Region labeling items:
● ● ● ● ●

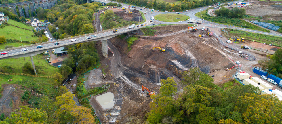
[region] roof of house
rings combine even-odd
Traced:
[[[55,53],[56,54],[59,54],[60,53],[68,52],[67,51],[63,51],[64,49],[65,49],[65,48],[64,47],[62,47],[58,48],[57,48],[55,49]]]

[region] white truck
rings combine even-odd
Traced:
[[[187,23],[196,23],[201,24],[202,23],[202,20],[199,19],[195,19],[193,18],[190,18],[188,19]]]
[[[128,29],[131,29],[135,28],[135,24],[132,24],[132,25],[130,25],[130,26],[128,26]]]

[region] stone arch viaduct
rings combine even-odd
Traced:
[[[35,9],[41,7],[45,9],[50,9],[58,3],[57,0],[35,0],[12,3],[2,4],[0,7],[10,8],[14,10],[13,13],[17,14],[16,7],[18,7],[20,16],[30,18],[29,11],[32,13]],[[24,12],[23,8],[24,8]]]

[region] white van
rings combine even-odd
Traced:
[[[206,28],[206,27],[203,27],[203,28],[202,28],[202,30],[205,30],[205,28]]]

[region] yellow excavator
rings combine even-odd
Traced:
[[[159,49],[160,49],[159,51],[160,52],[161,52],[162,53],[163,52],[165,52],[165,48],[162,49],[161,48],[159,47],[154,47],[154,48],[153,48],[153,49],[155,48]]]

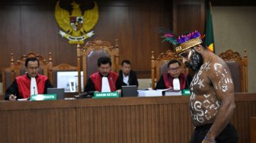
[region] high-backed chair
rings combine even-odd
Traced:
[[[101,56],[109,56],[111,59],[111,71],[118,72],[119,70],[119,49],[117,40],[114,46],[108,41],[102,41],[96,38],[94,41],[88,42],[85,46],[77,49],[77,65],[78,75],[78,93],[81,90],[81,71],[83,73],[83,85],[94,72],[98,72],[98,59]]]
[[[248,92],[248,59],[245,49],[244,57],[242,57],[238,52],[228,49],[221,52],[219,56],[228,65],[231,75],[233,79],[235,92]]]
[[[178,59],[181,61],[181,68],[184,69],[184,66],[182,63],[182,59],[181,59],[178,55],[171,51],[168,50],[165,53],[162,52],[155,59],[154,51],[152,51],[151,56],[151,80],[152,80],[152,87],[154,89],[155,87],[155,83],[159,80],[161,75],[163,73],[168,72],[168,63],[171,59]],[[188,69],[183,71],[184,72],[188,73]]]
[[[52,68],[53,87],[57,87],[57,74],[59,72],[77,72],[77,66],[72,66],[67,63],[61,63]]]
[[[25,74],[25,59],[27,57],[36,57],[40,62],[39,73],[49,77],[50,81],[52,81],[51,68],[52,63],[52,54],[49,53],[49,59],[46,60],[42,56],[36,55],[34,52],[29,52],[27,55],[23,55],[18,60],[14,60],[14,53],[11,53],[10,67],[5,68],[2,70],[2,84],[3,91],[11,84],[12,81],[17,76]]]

● ● ● ● ●

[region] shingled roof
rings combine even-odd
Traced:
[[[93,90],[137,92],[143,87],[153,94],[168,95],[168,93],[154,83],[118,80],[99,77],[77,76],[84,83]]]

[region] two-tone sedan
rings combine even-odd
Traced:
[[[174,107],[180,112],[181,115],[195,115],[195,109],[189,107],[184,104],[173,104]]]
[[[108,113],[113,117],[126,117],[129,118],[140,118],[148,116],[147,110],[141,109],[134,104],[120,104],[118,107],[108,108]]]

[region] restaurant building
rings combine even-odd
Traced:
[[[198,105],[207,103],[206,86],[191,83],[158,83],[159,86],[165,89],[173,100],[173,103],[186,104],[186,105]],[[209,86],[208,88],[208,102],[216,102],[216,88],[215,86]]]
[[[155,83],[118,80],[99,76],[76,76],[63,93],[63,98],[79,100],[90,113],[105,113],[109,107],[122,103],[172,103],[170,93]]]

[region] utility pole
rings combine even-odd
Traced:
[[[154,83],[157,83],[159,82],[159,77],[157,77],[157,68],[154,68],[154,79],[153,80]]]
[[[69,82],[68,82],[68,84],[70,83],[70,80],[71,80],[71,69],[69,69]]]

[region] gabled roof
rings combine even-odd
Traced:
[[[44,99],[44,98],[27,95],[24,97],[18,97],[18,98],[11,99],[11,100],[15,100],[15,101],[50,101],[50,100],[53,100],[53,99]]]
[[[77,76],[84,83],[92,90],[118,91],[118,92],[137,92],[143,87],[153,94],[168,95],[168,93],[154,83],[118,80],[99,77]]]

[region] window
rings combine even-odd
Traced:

● ● ● ● ●

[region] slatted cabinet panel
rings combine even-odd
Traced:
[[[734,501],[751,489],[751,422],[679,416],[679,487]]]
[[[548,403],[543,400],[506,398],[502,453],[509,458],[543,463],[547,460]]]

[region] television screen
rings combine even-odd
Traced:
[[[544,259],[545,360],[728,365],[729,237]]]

● ● ● ● ●

STATED EXERCISE:
How many lines in the items above contain the word "white"? Reply with only the number.

EXERCISE ANSWER:
2